◆ Task prompt
Beginning with the first entry, restate the data word for word and leave out the images.

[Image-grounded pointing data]

..........

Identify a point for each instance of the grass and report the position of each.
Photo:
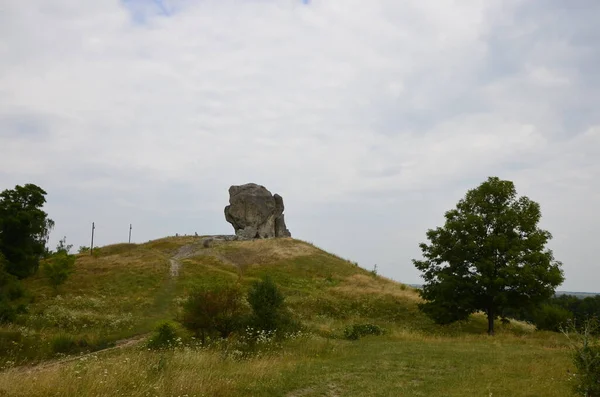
(126, 289)
(402, 364)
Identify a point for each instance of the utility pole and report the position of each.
(92, 245)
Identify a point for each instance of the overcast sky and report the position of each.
(371, 118)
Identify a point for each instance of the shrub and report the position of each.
(551, 317)
(64, 344)
(165, 336)
(58, 268)
(267, 304)
(354, 332)
(218, 310)
(586, 356)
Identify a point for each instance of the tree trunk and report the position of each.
(491, 316)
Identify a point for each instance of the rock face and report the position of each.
(255, 213)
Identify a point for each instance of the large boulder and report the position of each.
(255, 213)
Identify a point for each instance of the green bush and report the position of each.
(217, 310)
(268, 307)
(354, 332)
(9, 340)
(165, 336)
(586, 356)
(58, 268)
(10, 290)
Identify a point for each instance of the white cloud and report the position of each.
(358, 104)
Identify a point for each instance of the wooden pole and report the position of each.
(92, 245)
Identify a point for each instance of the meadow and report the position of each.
(116, 298)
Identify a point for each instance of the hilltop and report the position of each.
(118, 295)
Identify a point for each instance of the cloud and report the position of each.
(145, 112)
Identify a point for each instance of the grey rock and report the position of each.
(255, 213)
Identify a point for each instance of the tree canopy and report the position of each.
(490, 255)
(24, 228)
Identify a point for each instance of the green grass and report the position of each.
(126, 289)
(402, 364)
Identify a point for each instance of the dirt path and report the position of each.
(120, 344)
(187, 251)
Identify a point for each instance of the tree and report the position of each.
(267, 304)
(490, 255)
(10, 291)
(60, 265)
(24, 228)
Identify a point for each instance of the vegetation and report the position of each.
(218, 309)
(586, 357)
(165, 336)
(267, 302)
(489, 256)
(10, 292)
(120, 296)
(60, 265)
(24, 229)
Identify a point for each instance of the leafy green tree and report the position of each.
(490, 255)
(24, 228)
(60, 265)
(10, 291)
(267, 304)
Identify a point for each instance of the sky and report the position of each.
(370, 118)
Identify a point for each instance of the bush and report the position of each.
(218, 310)
(165, 336)
(586, 356)
(551, 317)
(58, 268)
(267, 304)
(354, 332)
(10, 291)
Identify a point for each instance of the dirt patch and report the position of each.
(187, 251)
(367, 284)
(264, 251)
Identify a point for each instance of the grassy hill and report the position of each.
(122, 292)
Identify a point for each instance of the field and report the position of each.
(116, 298)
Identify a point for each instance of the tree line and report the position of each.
(24, 232)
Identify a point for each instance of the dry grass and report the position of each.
(363, 284)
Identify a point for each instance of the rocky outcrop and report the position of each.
(255, 213)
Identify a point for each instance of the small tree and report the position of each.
(586, 357)
(24, 229)
(60, 265)
(217, 310)
(10, 290)
(490, 255)
(267, 304)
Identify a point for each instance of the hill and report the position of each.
(119, 295)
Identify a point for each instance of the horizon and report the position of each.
(370, 119)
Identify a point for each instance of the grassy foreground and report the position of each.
(402, 364)
(127, 289)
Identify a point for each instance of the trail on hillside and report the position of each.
(187, 251)
(120, 344)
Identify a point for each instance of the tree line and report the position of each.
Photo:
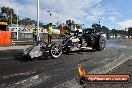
(7, 14)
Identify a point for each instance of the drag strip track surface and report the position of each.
(58, 73)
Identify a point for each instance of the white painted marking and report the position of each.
(101, 70)
(19, 74)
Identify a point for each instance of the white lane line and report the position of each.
(27, 83)
(69, 84)
(101, 70)
(19, 74)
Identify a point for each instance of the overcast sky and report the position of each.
(111, 13)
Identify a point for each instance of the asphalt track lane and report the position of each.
(54, 71)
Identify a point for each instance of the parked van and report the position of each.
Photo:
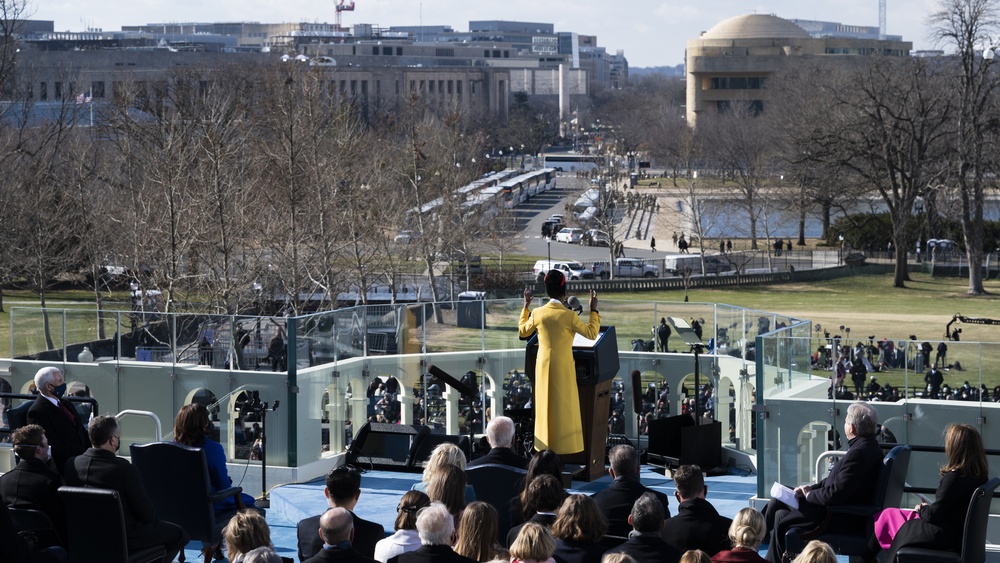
(681, 264)
(572, 270)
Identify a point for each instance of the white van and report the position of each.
(690, 264)
(572, 270)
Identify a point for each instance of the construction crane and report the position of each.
(953, 335)
(343, 6)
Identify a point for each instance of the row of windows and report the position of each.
(738, 83)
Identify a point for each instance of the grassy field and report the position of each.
(869, 305)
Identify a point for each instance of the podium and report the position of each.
(596, 365)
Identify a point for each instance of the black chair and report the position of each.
(176, 479)
(96, 528)
(973, 540)
(848, 529)
(38, 523)
(497, 484)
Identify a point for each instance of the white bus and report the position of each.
(569, 162)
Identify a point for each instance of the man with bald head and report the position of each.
(500, 435)
(851, 482)
(336, 529)
(64, 427)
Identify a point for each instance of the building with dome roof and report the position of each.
(733, 60)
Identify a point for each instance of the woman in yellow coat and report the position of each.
(557, 404)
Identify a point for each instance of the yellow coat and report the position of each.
(558, 426)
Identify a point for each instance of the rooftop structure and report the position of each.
(733, 60)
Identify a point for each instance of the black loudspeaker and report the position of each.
(676, 440)
(636, 392)
(423, 450)
(388, 447)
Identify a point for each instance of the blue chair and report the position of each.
(973, 540)
(848, 529)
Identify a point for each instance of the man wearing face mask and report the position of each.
(64, 427)
(100, 468)
(32, 484)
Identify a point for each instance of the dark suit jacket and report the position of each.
(366, 535)
(543, 519)
(31, 484)
(501, 456)
(569, 551)
(431, 554)
(941, 523)
(67, 438)
(852, 480)
(616, 502)
(649, 549)
(340, 556)
(104, 470)
(697, 525)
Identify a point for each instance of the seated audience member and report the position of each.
(32, 484)
(436, 528)
(851, 481)
(745, 533)
(262, 555)
(578, 529)
(617, 500)
(546, 495)
(245, 532)
(191, 428)
(406, 537)
(336, 528)
(343, 489)
(100, 468)
(545, 462)
(939, 525)
(448, 487)
(64, 428)
(817, 551)
(442, 455)
(697, 525)
(477, 533)
(500, 435)
(533, 545)
(644, 542)
(695, 556)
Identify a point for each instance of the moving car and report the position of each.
(571, 235)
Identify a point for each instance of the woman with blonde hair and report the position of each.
(442, 455)
(939, 524)
(477, 533)
(579, 529)
(746, 533)
(245, 532)
(817, 551)
(406, 537)
(533, 545)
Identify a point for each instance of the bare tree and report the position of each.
(882, 123)
(965, 25)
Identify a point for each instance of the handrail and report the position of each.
(150, 414)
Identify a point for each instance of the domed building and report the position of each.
(733, 60)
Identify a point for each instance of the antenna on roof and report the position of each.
(881, 20)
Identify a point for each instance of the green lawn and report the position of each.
(869, 305)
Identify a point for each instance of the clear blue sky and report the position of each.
(651, 32)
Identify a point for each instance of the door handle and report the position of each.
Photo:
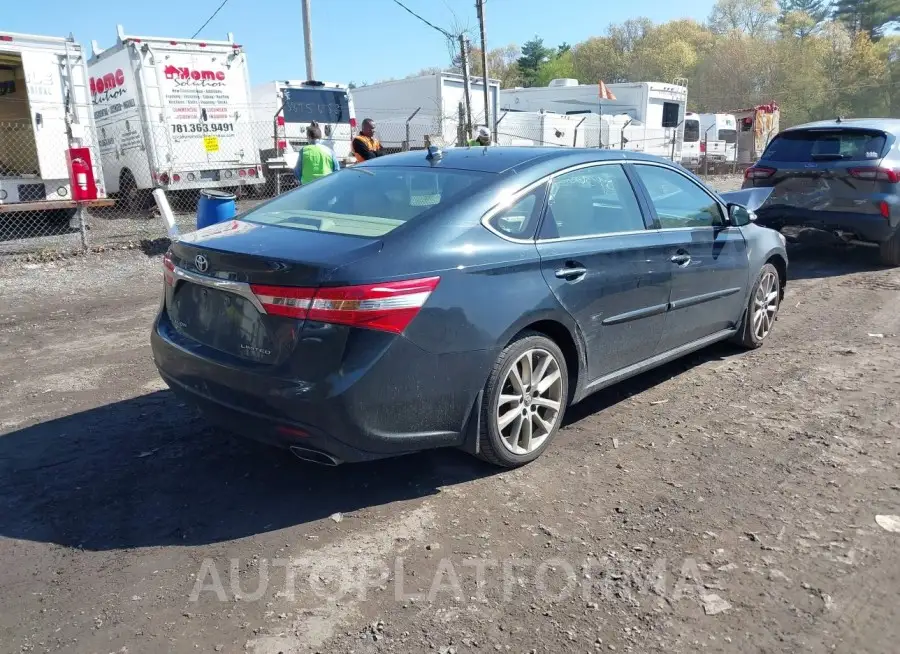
(571, 273)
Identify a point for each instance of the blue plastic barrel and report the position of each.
(215, 207)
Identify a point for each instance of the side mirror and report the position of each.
(740, 215)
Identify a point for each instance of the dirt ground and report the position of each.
(724, 503)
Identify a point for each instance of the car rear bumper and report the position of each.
(402, 400)
(873, 228)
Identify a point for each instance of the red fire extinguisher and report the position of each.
(81, 174)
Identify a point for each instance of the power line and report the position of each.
(431, 25)
(224, 2)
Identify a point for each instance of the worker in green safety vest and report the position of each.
(315, 160)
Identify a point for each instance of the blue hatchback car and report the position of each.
(463, 299)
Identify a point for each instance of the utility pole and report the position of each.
(479, 5)
(307, 40)
(464, 55)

..........

◆ Solution for this exercise
Identify a point for each instance of the grass and report the position of each.
Photo:
(126, 289)
(402, 364)
Identify a point for each instance of the utility pole and report the position of each.
(92, 245)
Identify a point for each instance of the overcast sky and report the position of each.
(371, 118)
Identify a point for each instance of the shrub and report the position of each.
(551, 317)
(64, 344)
(165, 336)
(58, 268)
(267, 304)
(354, 332)
(218, 310)
(586, 356)
Identify a point for each instance of the tree trunk and report the position of each.
(491, 316)
Identify a point for each instance of the rock face and report the position of each.
(255, 213)
Identify a point for each instance of the large boulder and report the position of each.
(255, 213)
Identify a point for each instance of the green bush and report the position of each.
(217, 310)
(268, 307)
(354, 332)
(9, 340)
(165, 336)
(586, 356)
(58, 268)
(10, 290)
Identify a point for each instance of the white cloud and report the position of each.
(358, 104)
Identify a point for each instance of the wooden pole and report the position of each.
(92, 245)
Identify a point for each instance of the meadow and report the position of each.
(116, 298)
Identify a point for each instance of the hilltop and report the position of each.
(118, 295)
Identify a point for each instance of the cloud and report the position of each.
(145, 112)
Identify a point for each instance of the grey rock and report the position of each.
(255, 213)
Identify a point for each instance of the tree canopy and report the position of each.
(490, 255)
(24, 228)
Identify a point for each instance of the green grass and report the position of each.
(126, 289)
(402, 364)
Identify a point for each instance of the dirt path and report the position of each.
(120, 344)
(187, 251)
Identify a point for each instance of the tree and report the position of each.
(267, 304)
(490, 255)
(10, 291)
(60, 265)
(24, 228)
Identify a point for each instance of the vegetation and report the position of each.
(218, 309)
(586, 357)
(165, 336)
(267, 302)
(489, 256)
(10, 292)
(120, 296)
(60, 265)
(24, 229)
Identify a point for each instance of the leafy green tree and report the position of each.
(490, 255)
(24, 228)
(60, 265)
(10, 291)
(267, 304)
Identify a point for each instance of the sky and report the position of each.
(370, 118)
Identify a point for each instance of the bush and report the position of each.
(218, 310)
(165, 336)
(586, 356)
(551, 317)
(58, 268)
(267, 304)
(354, 332)
(10, 291)
Identify a point for each instance of the dirt patch and report the position of each.
(187, 251)
(367, 284)
(264, 251)
Identify a point for each instance of the grassy hill and report the position of each.
(122, 292)
Identify a point for each instance of the field and report the position of each.
(116, 298)
Identify a point for each instance of the tree line and report the position of each.
(24, 232)
Identify a point for each instance of the dry grass and report the position of each.
(363, 284)
Identify a point for each instance of the rocky outcrop and report the position of each.
(255, 213)
Identify a point for each instance of the small tree and report the position of each.
(586, 357)
(24, 229)
(60, 265)
(217, 310)
(10, 290)
(490, 255)
(267, 304)
Identify a point for each instance of the hill and report the position of each.
(119, 295)
Identify a point for each instance of the horizon and report the position of each.
(370, 119)
Identify a point for each instance of the grassy foreground and report the position of each.
(402, 364)
(127, 289)
Identify a point for each instance of the trail on hillside and report the position of each.
(187, 251)
(120, 344)
Identify a point for each instance of the tree line and report the position of each.
Photo:
(7, 14)
Identify a point for each instance of the drag strip track surface and report the position of each.
(58, 73)
Identify a point for each instance of the white painted marking and report the position of each.
(101, 70)
(19, 74)
Identify a point for each instance of the white lane line and report the position of each.
(27, 83)
(69, 84)
(101, 70)
(19, 74)
Identify a point for each instance of the overcast sky and report the position of each.
(111, 13)
Identify a point for each instance of the asphalt track lane and report the position of each.
(54, 71)
Identify a point for each instance of the parked van and report the position of each.
Photo:
(681, 264)
(572, 270)
Identify a point for each instance of the white van and report the position of each.
(690, 264)
(572, 270)
Identify a point for each instance of the construction crane and report the position of each.
(953, 335)
(343, 6)
Identify a point for each instance of the row of windows and report the position of each.
(738, 83)
Identify a point for each instance of the grassy field and report the position of each.
(869, 305)
Identify a point for each instance of the podium and report the position of each.
(596, 365)
Identify a point for each instance of the black chair and report the position of each.
(176, 479)
(96, 528)
(973, 540)
(848, 529)
(38, 523)
(497, 484)
Identify a point for each instance of the white bus and report the position of each.
(569, 162)
Identify a point for each instance of the man with bald head and report the position of each.
(500, 435)
(851, 482)
(336, 529)
(64, 427)
Identify a point for each instance of the building with dome roof and report the position of each.
(733, 60)
Identify a point for each instance of the woman in yellow coat and report the position of each.
(557, 404)
Identify a point for each instance of the yellow coat and report the position of each.
(558, 426)
Identify a point for each instance of the rooftop structure and report the position of each.
(733, 60)
Identify a point for each instance of the black loudspeaker and report the position of each.
(676, 440)
(636, 392)
(423, 450)
(388, 447)
Identify a point for each instance of the blue chair and report the position of each.
(973, 540)
(848, 529)
Identify a point for each instance of the man wearing face mask and report the position of each.
(64, 427)
(100, 468)
(32, 484)
Identify a point for each instance of the dark suit jacket and report the position of each.
(366, 535)
(543, 519)
(31, 484)
(501, 456)
(569, 551)
(431, 554)
(941, 523)
(67, 438)
(852, 480)
(616, 502)
(649, 549)
(340, 556)
(104, 470)
(697, 525)
Identify a point for each instance of the seated audience member and report the position of each.
(32, 484)
(436, 528)
(851, 481)
(745, 533)
(262, 555)
(578, 529)
(617, 500)
(546, 495)
(245, 532)
(191, 428)
(406, 537)
(336, 528)
(343, 489)
(100, 468)
(545, 462)
(939, 525)
(448, 487)
(64, 428)
(817, 551)
(442, 455)
(697, 525)
(477, 533)
(500, 435)
(533, 545)
(644, 542)
(695, 556)
Identify a point for each instance of the moving car and report the position of each.
(571, 235)
Identify a point for each instance of the woman with blonde hair and report the position of each.
(442, 455)
(939, 524)
(477, 533)
(579, 529)
(746, 533)
(245, 532)
(817, 551)
(406, 537)
(533, 545)
Identify a point for each instance of the bare tree and report the position of each.
(882, 123)
(965, 25)
Identify a point for each instance of the handrail and report the position of each.
(150, 414)
Identify a point for each instance of the domed building and report the position of each.
(733, 60)
Identify a point for each instance of the antenna on roof and report the position of each.
(881, 20)
Identify a point for each instance of the green lawn and report the position of each.
(869, 305)
Identify a point for each instance of the clear blue sky and report the position of each.
(651, 32)
Identify a point for each instance of the door handle and report the position of each.
Photo:
(571, 273)
Identify a point for each instance of the blue plastic barrel and report the position of each.
(215, 207)
Identify a point for each instance of the side mirror and report the position of each.
(740, 215)
Identify a point for each instance of the dirt ground and report the position of each.
(724, 503)
Identify a point for each instance of the car rear bumper and report the position of each.
(402, 400)
(873, 228)
Identify a point for each instance of the red fire extinguisher and report the position of each.
(81, 174)
Identify a point for each instance of the power line and report the position of each.
(431, 25)
(224, 2)
Identify a point for each instance of the worker in green safety vest and report the position of each.
(315, 160)
Identify a point for each instance of the blue hatchback car and report the position of each.
(463, 299)
Identify a point for each instance of the utility pole and report the position of each.
(479, 5)
(307, 40)
(464, 55)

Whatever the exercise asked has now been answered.